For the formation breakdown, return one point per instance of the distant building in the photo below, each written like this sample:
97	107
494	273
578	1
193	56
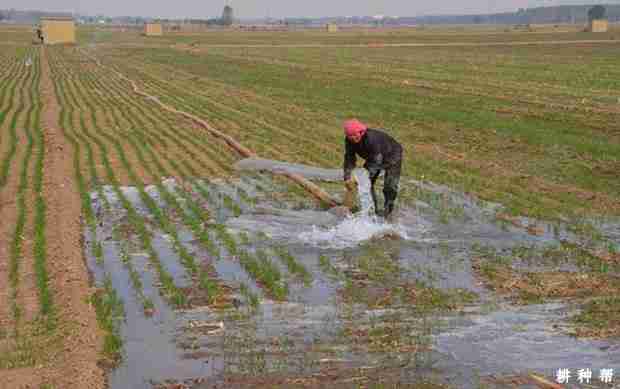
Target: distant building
228	16
153	29
56	30
598	25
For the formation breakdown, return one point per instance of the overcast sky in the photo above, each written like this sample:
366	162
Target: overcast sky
282	8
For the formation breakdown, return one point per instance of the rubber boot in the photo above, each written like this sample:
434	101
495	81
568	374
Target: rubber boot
389	209
373	194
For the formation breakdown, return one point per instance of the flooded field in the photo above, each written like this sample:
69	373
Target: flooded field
307	298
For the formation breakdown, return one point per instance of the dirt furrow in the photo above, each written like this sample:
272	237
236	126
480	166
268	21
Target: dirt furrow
8	202
27	296
76	366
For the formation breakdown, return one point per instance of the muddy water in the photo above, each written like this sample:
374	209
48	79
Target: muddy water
316	324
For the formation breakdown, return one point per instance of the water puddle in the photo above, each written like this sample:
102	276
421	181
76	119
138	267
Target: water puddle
360	292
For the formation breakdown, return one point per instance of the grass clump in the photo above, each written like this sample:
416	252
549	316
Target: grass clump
110	315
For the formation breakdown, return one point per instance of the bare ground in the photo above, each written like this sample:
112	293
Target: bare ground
8	212
75	366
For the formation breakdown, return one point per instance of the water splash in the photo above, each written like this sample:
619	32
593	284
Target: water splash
367	206
356	228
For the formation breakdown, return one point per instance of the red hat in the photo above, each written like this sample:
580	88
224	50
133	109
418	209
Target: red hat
354	127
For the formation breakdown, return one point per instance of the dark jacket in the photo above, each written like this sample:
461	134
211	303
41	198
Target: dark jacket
378	149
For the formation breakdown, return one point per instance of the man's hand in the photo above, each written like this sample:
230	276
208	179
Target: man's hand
350	184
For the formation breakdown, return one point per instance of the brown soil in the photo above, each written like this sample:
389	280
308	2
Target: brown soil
76	365
591	200
551	284
8	209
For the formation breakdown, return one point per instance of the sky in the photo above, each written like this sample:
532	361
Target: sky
245	9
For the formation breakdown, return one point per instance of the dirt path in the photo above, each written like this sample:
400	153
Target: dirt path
77	366
8	201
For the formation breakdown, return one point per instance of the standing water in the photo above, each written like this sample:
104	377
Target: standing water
356	228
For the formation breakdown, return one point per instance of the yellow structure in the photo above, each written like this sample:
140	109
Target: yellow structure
598	25
57	30
153	29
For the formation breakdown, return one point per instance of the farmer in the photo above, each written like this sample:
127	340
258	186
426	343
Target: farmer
381	152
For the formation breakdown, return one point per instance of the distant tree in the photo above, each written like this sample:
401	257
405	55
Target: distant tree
596	12
227	16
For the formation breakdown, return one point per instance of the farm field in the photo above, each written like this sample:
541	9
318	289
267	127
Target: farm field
135	252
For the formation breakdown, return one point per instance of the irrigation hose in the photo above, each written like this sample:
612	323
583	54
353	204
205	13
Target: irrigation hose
313	189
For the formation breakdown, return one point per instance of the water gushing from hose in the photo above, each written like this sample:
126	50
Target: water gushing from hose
356	228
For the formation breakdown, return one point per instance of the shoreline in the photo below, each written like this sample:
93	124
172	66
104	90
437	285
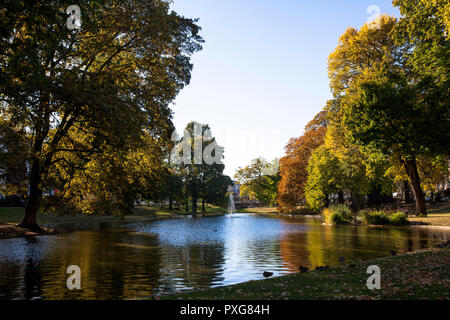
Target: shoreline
400	274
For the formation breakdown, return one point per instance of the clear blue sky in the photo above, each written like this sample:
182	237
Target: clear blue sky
262	74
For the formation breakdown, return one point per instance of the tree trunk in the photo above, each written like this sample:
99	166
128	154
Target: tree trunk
341	197
406	190
194	202
356	202
413	175
30	221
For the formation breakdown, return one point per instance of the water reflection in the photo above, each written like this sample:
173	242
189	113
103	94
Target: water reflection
165	256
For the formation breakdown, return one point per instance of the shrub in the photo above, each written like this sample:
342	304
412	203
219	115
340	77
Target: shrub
398	219
338	214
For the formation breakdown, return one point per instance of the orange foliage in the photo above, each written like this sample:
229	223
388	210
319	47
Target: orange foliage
293	166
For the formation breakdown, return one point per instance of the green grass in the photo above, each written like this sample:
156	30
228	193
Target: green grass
421	275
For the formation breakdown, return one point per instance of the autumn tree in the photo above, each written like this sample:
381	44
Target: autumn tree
293	166
113	77
386	110
259	181
200	160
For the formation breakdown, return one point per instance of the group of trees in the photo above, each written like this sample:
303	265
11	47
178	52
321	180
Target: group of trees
259	181
389	119
86	111
196	167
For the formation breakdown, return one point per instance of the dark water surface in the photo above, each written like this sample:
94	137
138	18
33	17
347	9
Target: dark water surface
137	260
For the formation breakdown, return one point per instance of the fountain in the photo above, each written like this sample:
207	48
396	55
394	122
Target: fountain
231	206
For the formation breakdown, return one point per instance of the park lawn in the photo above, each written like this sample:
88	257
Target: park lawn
419	275
435	217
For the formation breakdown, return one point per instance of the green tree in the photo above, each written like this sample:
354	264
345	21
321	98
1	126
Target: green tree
387	111
113	77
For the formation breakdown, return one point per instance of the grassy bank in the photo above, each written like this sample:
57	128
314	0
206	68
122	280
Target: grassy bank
436	217
420	275
15	215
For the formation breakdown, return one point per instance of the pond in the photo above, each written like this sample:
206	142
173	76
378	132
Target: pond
140	259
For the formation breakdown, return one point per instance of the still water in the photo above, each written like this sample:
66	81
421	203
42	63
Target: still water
140	259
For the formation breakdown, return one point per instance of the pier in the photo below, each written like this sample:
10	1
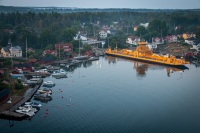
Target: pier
10	112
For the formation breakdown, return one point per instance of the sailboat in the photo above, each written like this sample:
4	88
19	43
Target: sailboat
79	57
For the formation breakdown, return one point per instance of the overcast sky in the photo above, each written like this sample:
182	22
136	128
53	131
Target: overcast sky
150	4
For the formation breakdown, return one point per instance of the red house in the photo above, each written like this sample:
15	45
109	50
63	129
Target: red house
1	73
23	67
65	47
46	60
51	52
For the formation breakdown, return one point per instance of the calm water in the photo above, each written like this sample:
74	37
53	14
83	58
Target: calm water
114	95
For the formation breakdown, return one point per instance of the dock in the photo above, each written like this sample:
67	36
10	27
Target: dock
11	114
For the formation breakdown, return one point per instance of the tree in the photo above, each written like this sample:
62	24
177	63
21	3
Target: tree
68	34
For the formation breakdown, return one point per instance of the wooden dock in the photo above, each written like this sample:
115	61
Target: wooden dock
10	113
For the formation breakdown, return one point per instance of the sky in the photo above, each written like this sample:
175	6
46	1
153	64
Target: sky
134	4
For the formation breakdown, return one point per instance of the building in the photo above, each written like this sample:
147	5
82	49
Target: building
24	67
15	51
46	60
132	40
157	40
145	25
103	34
172	38
64	47
50	52
135	28
189	35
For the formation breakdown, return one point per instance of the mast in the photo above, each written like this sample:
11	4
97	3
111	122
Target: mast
26	48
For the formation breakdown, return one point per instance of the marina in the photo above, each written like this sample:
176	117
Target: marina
159	97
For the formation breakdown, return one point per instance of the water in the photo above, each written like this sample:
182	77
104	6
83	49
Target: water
114	95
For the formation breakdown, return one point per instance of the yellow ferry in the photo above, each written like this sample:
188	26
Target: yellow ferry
143	53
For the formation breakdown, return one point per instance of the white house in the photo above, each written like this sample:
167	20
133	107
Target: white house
132	40
190	41
157	40
83	38
145	25
15	51
172	38
104	33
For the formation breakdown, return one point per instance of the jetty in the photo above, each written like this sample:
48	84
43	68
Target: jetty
10	113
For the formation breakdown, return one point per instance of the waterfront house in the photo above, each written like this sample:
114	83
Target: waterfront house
135	28
157	40
64	47
188	35
46	60
24	67
190	41
132	40
103	34
50	52
32	61
15	51
4	95
172	38
1	73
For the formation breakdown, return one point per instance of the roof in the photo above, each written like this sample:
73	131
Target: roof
50	51
47	59
6	49
1	71
22	65
32	60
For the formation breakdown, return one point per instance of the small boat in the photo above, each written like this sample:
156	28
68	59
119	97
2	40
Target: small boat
43	96
48	84
27	110
28	113
59	73
93	58
33	104
45	90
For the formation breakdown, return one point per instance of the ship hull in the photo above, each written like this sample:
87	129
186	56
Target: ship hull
144	59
☆ ☆ ☆ ☆ ☆
WRITTEN REQUEST:
Rewrite the entries from the line containing "of the waterfront" through the end of the entries, including the requests. Decrease every coordinate in the answers by 3, and leave the requests and their sample values unchanged.

WRITTEN ANSWER:
For the formation breakdown, return one point per instance of the waterfront house in the photo above, each written like this sample:
114	83
Target: waterfront house
132	25
154	37
61	44
185	32
43	57
21	64
187	38
129	37
100	31
47	49
29	58
12	48
1	92
169	35
-2	70
For the formation breakdown, return one point per instance of the roof in the photo above, each written like this sample:
73	131
Target: roof
47	48
44	56
3	46
-2	68
19	62
29	57
For the formation breakdown, return one point per instance of the small boat in the photo above, each written like this sample:
156	28
68	59
119	97
2	40
Target: small boat
40	93
45	81
24	107
25	110
56	70
90	55
30	101
42	87
For the formation breakdown, return one point per instance of the ship hull in the photo above, each written like this sample:
87	129
186	56
Target: ship hull
141	56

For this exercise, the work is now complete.